> **Source records**
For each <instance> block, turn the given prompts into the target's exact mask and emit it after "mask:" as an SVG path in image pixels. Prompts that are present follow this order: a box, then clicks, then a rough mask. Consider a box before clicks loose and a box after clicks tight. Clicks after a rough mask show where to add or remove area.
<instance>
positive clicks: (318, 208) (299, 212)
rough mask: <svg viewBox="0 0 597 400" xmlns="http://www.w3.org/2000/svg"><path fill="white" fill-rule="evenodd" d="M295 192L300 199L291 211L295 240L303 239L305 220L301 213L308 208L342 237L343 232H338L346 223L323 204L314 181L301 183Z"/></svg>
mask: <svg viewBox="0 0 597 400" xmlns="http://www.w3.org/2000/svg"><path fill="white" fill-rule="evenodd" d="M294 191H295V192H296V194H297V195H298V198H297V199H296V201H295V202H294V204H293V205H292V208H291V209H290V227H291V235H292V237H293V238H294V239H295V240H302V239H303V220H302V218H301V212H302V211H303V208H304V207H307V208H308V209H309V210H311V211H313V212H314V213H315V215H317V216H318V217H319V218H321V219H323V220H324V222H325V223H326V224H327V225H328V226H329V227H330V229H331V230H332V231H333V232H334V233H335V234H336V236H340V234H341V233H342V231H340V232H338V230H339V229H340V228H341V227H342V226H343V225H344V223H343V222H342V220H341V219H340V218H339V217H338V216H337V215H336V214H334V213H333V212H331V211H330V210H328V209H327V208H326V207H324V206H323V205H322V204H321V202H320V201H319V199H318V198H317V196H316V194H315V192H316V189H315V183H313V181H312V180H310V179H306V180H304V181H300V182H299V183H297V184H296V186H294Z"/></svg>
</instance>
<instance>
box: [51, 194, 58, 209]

> **BRIEF**
Pick out every line of the entries that contains the string "emit", matching case exactly, and copy each such line in full.

> **ANSWER SECTION**
For each <instance> block, turn the given prompts into the target's exact mask and emit it after "mask:" as an SVG path in image pixels. Prompts that are present follow this order: a box, then clicks, then a rough mask. Consider a box before clicks loose and a box after clicks tight. Clicks after a rough mask show where to add or remove area.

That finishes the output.